TASK TO COMPLETE: Reproduce the listing below from the line containing "Note: for every instance of the car window" through the line containing "[[90, 116], [26, 116], [126, 116]]", inclusive. Rename "service" to "endpoint" throughout and leave all other text unchanged.

THE RECORDS:
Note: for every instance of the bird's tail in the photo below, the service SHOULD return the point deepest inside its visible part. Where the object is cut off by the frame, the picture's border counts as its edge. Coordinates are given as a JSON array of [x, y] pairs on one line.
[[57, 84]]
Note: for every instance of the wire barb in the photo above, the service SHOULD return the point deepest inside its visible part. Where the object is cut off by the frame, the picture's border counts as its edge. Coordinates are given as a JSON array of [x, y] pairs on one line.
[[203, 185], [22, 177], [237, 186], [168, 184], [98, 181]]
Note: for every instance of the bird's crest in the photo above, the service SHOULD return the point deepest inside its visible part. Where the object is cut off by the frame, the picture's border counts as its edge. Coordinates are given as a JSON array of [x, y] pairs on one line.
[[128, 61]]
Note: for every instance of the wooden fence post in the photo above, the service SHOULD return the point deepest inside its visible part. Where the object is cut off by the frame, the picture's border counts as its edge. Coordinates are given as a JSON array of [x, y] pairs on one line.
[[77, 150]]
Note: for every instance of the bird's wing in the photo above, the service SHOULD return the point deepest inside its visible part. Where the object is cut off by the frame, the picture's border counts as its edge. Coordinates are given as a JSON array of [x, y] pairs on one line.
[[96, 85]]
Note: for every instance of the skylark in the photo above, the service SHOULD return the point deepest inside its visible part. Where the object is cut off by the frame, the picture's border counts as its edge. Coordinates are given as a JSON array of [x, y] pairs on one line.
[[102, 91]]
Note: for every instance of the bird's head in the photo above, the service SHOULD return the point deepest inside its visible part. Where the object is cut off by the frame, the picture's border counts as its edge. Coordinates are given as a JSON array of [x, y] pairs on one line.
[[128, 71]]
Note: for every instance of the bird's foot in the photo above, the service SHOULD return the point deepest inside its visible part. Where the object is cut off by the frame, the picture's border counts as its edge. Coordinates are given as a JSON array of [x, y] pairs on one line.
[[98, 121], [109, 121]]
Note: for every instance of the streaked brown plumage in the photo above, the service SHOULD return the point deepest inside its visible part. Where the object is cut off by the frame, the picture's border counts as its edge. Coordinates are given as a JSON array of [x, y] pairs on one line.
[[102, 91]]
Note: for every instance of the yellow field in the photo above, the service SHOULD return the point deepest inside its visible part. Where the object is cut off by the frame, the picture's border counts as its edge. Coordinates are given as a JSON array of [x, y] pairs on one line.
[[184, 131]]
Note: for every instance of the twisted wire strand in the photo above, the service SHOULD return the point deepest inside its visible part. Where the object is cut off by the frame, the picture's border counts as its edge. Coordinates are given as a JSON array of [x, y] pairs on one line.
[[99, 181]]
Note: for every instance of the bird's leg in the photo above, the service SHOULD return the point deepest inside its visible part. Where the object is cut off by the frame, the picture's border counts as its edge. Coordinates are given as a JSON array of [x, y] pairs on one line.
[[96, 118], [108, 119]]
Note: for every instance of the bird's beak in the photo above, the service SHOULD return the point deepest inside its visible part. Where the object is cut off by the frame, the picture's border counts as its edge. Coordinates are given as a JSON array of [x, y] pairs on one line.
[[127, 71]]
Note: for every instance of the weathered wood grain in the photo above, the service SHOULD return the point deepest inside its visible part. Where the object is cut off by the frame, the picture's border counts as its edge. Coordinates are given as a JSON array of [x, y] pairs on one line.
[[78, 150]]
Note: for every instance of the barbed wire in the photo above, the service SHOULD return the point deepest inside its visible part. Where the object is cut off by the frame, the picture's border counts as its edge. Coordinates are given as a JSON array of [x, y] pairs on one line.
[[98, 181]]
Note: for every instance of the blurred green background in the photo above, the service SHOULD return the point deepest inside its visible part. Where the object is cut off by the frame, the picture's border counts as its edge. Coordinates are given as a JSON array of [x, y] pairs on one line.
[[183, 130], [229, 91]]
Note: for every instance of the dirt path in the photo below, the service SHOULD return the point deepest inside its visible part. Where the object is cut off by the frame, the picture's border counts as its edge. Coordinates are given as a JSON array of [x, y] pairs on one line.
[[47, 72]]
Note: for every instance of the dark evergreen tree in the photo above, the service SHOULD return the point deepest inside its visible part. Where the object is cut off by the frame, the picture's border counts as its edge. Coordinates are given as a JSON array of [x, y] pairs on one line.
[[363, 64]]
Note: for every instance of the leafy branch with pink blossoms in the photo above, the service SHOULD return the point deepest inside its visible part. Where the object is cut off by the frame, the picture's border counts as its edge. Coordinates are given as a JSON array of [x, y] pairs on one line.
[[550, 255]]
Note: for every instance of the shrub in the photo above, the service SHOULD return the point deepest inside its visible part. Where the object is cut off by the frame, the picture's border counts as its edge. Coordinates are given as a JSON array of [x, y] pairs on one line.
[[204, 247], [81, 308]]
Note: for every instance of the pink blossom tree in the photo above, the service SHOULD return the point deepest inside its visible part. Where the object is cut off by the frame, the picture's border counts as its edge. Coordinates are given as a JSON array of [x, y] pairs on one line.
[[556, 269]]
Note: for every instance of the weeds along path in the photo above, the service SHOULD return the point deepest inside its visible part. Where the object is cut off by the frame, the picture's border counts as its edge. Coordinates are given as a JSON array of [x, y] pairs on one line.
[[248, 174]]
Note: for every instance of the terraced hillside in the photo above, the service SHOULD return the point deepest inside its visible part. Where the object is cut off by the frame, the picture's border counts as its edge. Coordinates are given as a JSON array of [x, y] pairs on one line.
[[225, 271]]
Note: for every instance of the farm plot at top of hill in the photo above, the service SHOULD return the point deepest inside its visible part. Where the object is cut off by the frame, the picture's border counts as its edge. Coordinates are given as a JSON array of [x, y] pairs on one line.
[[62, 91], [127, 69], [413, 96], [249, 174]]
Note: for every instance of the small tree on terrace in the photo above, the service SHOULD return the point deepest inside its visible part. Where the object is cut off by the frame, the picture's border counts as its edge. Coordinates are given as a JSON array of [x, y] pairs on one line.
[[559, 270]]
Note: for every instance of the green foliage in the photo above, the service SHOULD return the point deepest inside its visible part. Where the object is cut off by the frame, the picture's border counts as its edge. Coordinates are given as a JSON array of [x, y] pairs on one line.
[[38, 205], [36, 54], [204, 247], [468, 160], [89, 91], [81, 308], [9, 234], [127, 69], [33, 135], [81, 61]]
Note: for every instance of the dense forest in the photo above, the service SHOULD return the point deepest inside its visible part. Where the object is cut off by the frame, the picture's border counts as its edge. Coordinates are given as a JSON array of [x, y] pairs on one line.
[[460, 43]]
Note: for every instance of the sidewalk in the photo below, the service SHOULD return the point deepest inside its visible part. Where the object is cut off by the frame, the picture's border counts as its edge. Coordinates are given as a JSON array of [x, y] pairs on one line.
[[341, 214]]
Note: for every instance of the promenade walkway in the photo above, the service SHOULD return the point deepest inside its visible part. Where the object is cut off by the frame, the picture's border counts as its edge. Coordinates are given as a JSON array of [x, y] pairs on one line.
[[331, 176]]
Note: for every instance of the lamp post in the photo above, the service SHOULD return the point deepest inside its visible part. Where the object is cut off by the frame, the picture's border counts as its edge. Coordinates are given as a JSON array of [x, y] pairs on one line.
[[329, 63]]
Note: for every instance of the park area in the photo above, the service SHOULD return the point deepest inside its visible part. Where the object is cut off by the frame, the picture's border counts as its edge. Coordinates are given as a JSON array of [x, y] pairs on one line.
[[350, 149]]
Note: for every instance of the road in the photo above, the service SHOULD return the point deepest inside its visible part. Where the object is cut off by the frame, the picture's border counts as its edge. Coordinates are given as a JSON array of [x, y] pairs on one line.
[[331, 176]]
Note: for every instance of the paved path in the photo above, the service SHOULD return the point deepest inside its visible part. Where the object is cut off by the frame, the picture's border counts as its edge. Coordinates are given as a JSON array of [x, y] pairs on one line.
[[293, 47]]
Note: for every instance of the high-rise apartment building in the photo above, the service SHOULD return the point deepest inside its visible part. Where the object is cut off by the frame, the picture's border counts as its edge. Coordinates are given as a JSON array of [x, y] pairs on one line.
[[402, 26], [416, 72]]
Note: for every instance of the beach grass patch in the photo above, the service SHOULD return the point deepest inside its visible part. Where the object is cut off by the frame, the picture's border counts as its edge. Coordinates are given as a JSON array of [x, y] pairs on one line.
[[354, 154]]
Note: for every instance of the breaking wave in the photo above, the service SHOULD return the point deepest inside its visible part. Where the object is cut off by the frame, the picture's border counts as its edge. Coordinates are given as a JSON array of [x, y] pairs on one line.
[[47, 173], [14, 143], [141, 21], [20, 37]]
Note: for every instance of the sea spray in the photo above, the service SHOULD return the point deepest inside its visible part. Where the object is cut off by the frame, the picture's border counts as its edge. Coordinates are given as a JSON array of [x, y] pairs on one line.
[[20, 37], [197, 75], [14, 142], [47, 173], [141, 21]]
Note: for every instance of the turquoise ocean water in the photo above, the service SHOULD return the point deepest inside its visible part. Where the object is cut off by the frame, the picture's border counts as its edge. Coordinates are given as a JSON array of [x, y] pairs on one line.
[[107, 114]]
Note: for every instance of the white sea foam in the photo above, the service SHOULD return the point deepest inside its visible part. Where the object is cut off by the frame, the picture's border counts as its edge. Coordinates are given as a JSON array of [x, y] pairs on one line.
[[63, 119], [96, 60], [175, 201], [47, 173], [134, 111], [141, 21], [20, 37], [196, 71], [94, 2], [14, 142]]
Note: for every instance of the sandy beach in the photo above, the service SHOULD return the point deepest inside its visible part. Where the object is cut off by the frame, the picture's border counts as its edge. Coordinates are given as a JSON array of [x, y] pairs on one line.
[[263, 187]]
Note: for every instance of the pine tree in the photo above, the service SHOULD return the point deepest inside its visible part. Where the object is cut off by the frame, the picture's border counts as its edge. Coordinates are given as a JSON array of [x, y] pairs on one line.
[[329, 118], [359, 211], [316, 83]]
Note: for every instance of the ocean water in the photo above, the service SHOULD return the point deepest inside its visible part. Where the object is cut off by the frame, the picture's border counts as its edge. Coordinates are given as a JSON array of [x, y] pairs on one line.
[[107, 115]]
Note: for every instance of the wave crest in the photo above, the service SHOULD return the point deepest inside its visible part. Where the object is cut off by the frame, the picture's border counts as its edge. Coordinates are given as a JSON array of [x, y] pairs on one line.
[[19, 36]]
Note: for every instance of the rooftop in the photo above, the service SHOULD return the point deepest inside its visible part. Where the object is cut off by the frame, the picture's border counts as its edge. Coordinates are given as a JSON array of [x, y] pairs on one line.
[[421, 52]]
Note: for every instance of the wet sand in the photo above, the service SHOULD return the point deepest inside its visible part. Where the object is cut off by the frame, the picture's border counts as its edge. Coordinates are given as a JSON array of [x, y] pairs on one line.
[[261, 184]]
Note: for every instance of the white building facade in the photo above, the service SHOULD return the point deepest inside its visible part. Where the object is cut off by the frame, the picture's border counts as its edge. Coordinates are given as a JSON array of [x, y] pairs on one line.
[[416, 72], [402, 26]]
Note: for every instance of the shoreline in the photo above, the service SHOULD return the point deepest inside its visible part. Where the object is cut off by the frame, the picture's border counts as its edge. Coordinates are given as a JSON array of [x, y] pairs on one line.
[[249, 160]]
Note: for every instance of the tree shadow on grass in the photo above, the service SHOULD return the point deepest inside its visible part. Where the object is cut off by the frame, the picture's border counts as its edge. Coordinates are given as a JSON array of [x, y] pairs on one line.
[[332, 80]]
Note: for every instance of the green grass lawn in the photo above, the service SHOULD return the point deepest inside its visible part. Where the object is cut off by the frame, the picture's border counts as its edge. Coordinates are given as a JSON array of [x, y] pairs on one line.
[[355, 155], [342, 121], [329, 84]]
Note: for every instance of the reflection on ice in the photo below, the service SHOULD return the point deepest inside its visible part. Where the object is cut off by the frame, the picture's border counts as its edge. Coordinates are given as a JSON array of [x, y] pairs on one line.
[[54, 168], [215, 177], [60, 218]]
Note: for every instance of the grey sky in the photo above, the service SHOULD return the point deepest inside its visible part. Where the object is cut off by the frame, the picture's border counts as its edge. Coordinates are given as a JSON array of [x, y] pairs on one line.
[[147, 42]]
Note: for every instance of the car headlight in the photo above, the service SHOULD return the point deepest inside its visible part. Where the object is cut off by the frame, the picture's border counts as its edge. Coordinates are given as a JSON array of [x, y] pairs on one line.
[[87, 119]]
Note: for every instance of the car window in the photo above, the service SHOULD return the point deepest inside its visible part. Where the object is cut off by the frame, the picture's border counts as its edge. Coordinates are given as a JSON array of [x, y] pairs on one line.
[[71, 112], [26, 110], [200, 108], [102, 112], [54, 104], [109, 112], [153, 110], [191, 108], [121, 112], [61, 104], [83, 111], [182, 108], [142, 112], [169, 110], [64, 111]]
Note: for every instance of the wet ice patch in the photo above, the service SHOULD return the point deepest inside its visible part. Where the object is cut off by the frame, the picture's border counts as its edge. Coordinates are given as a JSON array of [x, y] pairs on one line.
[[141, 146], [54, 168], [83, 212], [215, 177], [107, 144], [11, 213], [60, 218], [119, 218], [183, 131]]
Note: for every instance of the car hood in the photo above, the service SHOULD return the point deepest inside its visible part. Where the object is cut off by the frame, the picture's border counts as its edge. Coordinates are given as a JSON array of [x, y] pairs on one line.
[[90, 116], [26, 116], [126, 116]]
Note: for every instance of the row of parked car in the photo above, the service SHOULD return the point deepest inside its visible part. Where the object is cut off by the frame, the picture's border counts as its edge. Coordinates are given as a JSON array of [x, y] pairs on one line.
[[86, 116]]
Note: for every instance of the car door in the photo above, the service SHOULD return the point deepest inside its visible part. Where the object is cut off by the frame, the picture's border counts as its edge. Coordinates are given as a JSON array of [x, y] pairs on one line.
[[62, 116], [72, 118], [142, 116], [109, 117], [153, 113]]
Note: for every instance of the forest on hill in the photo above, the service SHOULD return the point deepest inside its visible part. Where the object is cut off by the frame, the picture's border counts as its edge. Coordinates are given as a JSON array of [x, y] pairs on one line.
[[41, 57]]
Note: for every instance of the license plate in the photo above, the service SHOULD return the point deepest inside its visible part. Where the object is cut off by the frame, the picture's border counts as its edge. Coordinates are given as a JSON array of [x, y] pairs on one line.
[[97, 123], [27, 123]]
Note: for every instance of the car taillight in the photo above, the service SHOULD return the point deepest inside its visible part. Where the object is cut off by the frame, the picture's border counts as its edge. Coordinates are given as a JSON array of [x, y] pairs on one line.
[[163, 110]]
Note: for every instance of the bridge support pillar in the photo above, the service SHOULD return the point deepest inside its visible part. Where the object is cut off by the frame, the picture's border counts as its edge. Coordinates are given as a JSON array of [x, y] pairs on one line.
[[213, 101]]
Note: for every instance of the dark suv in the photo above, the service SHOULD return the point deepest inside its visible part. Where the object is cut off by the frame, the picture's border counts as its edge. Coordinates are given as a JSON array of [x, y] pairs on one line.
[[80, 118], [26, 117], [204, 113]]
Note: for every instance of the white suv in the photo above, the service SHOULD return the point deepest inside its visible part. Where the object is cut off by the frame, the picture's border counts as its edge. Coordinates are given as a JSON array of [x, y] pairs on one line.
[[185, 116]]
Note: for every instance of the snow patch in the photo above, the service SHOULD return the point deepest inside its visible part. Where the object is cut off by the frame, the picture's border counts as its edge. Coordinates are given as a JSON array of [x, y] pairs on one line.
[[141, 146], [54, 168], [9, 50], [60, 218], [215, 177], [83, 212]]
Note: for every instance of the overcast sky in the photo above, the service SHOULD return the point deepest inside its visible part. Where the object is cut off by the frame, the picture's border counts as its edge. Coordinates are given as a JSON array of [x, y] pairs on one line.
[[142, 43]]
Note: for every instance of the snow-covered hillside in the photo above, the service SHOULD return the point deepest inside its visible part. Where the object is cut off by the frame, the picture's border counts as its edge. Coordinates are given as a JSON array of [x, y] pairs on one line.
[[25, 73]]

COMPLETE OUTPUT:
Note: for every instance of the car window in the photo above, the endpoint SHOULD return the point deepest inside its visible part. Where the object is cut off by the frame, the picture's border counts as its edge. Coordinates are given as a JSON array of [x, y] pairs on one line.
[[71, 112], [26, 110], [200, 108], [102, 112], [54, 104], [109, 112], [153, 110], [191, 108], [121, 112], [61, 104], [83, 111], [182, 108], [142, 112], [169, 110], [64, 111]]
Note: for every instance of the wet ice patch in the photo above, the endpoint SHOULD return the point deepest inside its visible part. Where the object is cut off by the frame, the picture's border counts as its edge. Coordinates are given as a JSON array of [x, y] pairs on one line.
[[141, 146], [54, 168], [83, 212], [215, 177], [107, 144], [11, 213], [60, 218], [119, 218], [183, 131]]
Note: for every instance of the car hood in the photo above, the endpoint SHOULD return the point deepest inside its visible part. Where the object is cut off by the frame, the picture's border counts as its edge. Coordinates are given as a JSON array of [x, y] pairs on one line.
[[90, 116], [26, 116], [126, 116]]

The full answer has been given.